Exercise —
Rewrite every line of the records below as a JSON list of strings, one string per line, leaving out blank lines and the pictures.
------------------------------
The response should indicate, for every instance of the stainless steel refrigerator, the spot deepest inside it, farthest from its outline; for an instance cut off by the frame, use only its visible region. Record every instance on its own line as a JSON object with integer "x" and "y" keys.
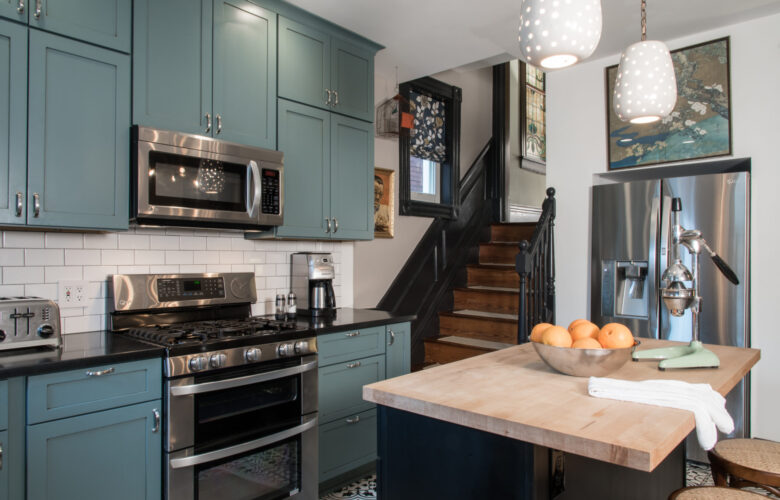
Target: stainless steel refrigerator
{"x": 630, "y": 239}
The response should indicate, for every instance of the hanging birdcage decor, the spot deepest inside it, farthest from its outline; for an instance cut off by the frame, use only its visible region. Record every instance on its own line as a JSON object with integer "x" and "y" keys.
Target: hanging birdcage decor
{"x": 388, "y": 115}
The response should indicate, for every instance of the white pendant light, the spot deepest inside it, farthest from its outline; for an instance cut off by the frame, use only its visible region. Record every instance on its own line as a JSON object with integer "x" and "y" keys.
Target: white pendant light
{"x": 645, "y": 86}
{"x": 558, "y": 33}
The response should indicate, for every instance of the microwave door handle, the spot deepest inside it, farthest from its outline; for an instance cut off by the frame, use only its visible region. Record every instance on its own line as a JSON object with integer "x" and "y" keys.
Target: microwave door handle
{"x": 185, "y": 390}
{"x": 253, "y": 173}
{"x": 308, "y": 422}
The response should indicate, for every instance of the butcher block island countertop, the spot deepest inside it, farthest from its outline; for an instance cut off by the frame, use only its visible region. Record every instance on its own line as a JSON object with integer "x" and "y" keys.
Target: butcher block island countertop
{"x": 512, "y": 393}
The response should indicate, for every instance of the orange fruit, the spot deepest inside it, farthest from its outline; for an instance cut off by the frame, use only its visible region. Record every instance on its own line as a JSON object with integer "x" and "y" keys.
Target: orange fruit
{"x": 615, "y": 336}
{"x": 586, "y": 343}
{"x": 557, "y": 336}
{"x": 536, "y": 333}
{"x": 584, "y": 330}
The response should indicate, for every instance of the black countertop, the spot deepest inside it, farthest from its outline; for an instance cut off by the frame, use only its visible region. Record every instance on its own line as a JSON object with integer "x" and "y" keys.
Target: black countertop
{"x": 81, "y": 350}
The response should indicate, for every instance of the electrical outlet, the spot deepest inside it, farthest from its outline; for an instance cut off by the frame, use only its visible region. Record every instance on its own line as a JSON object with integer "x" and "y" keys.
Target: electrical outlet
{"x": 72, "y": 293}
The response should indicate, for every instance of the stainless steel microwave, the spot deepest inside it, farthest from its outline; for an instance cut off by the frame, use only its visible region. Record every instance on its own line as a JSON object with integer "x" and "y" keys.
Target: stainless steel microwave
{"x": 193, "y": 180}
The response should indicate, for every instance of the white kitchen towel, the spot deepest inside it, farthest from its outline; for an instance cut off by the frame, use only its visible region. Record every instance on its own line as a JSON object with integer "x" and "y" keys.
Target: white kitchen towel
{"x": 708, "y": 407}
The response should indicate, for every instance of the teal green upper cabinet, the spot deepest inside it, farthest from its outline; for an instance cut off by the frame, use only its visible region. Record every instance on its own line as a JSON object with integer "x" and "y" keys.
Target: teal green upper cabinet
{"x": 112, "y": 454}
{"x": 326, "y": 71}
{"x": 102, "y": 22}
{"x": 352, "y": 178}
{"x": 78, "y": 134}
{"x": 13, "y": 122}
{"x": 245, "y": 73}
{"x": 172, "y": 64}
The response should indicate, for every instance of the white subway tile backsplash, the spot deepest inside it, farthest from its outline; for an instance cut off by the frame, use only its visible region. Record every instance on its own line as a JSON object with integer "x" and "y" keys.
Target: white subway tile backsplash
{"x": 64, "y": 240}
{"x": 33, "y": 263}
{"x": 82, "y": 257}
{"x": 22, "y": 239}
{"x": 11, "y": 257}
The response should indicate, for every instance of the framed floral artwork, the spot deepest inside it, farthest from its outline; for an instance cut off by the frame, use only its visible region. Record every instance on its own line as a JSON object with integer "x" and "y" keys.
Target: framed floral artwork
{"x": 384, "y": 206}
{"x": 698, "y": 127}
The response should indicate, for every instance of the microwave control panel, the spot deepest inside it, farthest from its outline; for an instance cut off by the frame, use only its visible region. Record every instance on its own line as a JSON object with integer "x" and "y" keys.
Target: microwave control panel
{"x": 177, "y": 289}
{"x": 270, "y": 186}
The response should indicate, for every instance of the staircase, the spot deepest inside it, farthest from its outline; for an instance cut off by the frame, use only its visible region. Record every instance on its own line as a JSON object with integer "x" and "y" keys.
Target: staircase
{"x": 484, "y": 315}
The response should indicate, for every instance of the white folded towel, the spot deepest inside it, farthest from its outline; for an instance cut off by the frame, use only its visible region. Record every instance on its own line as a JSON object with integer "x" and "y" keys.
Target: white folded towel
{"x": 708, "y": 407}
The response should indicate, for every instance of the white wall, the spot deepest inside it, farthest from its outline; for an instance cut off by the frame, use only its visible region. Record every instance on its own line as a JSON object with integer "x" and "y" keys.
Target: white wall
{"x": 379, "y": 261}
{"x": 577, "y": 150}
{"x": 32, "y": 263}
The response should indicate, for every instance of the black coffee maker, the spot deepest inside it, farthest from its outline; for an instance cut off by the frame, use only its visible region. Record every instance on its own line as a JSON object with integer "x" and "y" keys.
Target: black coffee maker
{"x": 312, "y": 282}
------------------------------
Problem solution —
[
  "The response should indicate, for every instance of the stainless steel refrigerator, the spot deepest inside it, farthest from its outline; for an instance cut off by the frame, use only its visible region. Record every instance on its own line as a JSON object with integer \"x\" and \"y\" keys.",
  "Target: stainless steel refrigerator",
  "{\"x\": 630, \"y\": 239}",
  "The response should indicate, for every instance of the hanging birdcage decor, the spot deepest inside it, farthest from its outline; for an instance cut off by the frame, use only its visible region. Record every instance on its own line as a JSON object with integer \"x\" and \"y\" keys.",
  "Target: hanging birdcage decor",
  "{\"x\": 388, \"y\": 115}",
  "The response should indicate, for every instance of the white pendant light, the spot deepest inside it, farthest from its outline; for an instance cut off by the frame, use only its visible region. Record every instance on its own line as a JSON object with integer \"x\" and \"y\" keys.",
  "Target: white pendant light",
  "{\"x\": 645, \"y\": 86}",
  "{\"x\": 558, \"y\": 33}",
  "The response should indicate, for every instance of the microwave door handle, the spot deepest inside it, farthest from its outline; for an instance cut off by the frame, use only its visible region. Record every instance on its own line as a JSON object with integer \"x\" and \"y\" keys.",
  "Target: microwave door handle",
  "{\"x\": 185, \"y\": 390}",
  "{\"x\": 253, \"y\": 173}",
  "{\"x\": 308, \"y\": 422}",
  "The response should indicate, for every instance of the butcher block island countertop, the spot deepest inside it, farthest from its outline; for an instance cut off by the frame, use only its visible region. Record every instance on its own line as a JSON object with integer \"x\" and \"y\" keys.",
  "Target: butcher block island countertop",
  "{\"x\": 512, \"y\": 393}",
  "The response should indicate, for every instance of the orange fruit, the spot deepest inside it, farthest from its outline; for an instance cut off by the frame, use only its visible region. Record every instance on its own line as a JSON object with integer \"x\" and \"y\" keys.",
  "Target: orange fruit",
  "{\"x\": 615, \"y\": 336}",
  "{\"x\": 586, \"y\": 343}",
  "{\"x\": 557, \"y\": 336}",
  "{\"x\": 536, \"y\": 333}",
  "{\"x\": 584, \"y\": 330}",
  "The response should indicate, for every instance of the black countertop, the spot deepest inside it, farthest from its outline; for an instance cut off by the frame, use only its visible region. Record every instance on its own line as a JSON object with integer \"x\" and \"y\" keys.",
  "Target: black countertop",
  "{\"x\": 81, \"y\": 350}",
  "The response should indicate, for every instance of the electrical outlet, the spot deepest inside it, farthest from its outline; for an instance cut off by the frame, use only its visible region. Record every instance on its own line as a JSON object with integer \"x\" and \"y\" keys.",
  "Target: electrical outlet",
  "{\"x\": 72, \"y\": 293}",
  "The response should indicate, for every instance of the stainless steel microwave, the spot deepest inside it, farthest from its outline; for an instance cut off by the frame, use only its visible region. Record every instance on its own line as a JSON object with integer \"x\" and \"y\" keys.",
  "Target: stainless steel microwave",
  "{\"x\": 193, \"y\": 180}",
  "The response should indicate, for every instance of the white kitchen towel, the spot deepest inside it, farthest from its outline; for an instance cut off by the frame, use only its visible region. Record every instance on its own line as a JSON object with integer \"x\" and \"y\" keys.",
  "Target: white kitchen towel",
  "{\"x\": 708, \"y\": 407}",
  "The response should indicate, for every instance of the teal green upper cabinet, the spot deepest inside it, farthest from its outline; for an instance cut off by the frame, use only its visible region. Record every instance on its own line as a JSON object with integer \"x\" and \"y\" keys.",
  "Target: teal green upper cabinet",
  "{\"x\": 112, \"y\": 454}",
  "{\"x\": 326, \"y\": 71}",
  "{\"x\": 102, \"y\": 22}",
  "{\"x\": 352, \"y\": 178}",
  "{\"x\": 78, \"y\": 134}",
  "{\"x\": 13, \"y\": 122}",
  "{\"x\": 245, \"y\": 73}",
  "{\"x\": 172, \"y\": 64}",
  "The response should indicate, for every instance of the white subway tile backsplash, the spot deepest inside it, farthest from its outline; for an instance cut off by the frame, use only its visible region. Record every instance on its own line as a JSON object with integer \"x\" and \"y\" keys.",
  "Target: white subway tile backsplash",
  "{\"x\": 64, \"y\": 240}",
  "{\"x\": 33, \"y\": 263}",
  "{\"x\": 82, \"y\": 257}",
  "{\"x\": 22, \"y\": 239}",
  "{\"x\": 11, \"y\": 257}",
  "The response should indicate, for every instance of the framed floral artwork, the spot deepest inside it, farthest from its outline; for an instance cut off by the frame, use only its visible region. Record every instance on its own line as a JSON object with integer \"x\" and \"y\" keys.",
  "Target: framed floral artwork",
  "{\"x\": 384, \"y\": 206}",
  "{\"x\": 698, \"y\": 127}",
  "The response should indicate, for every instance of the microwave control panel, the spot deepest inside it, farthest from its outline; for an instance cut off by the frame, use only its visible region. Record every instance on its own line as a JSON object with integer \"x\" and \"y\" keys.",
  "Target: microwave control panel",
  "{\"x\": 177, \"y\": 289}",
  "{\"x\": 270, \"y\": 186}",
  "The response should indicate, for every instance of the staircase, the spot deepest inside it, farthest from its outline; for an instance cut off by the frame, use only its visible region. Record every instance on its own line as a JSON object with integer \"x\" and \"y\" keys.",
  "Target: staircase",
  "{\"x\": 484, \"y\": 315}",
  "The response should indicate, for every instance of the white folded towel, the spot deepest inside it, farthest from its outline; for an instance cut off by the frame, use only its visible region. Record every instance on its own line as a JSON object with integer \"x\" and \"y\" keys.",
  "Target: white folded towel",
  "{\"x\": 708, \"y\": 407}",
  "The response should indicate, for every instance of the white wall, the spot deepest inside it, farthest from its outline; for an instance cut off by the frame, use only its visible region. Record every instance on its own line as a JSON object with integer \"x\" and \"y\" keys.",
  "Target: white wall",
  "{\"x\": 379, \"y\": 261}",
  "{\"x\": 577, \"y\": 150}",
  "{\"x\": 32, \"y\": 263}",
  "The response should indicate, for every instance of the black coffee maker, the spot deepest inside it, farthest from its outline; for an instance cut off by the frame, use only its visible region. Record every instance on its own line as a JSON object with integer \"x\" and \"y\" keys.",
  "Target: black coffee maker",
  "{\"x\": 312, \"y\": 282}"
]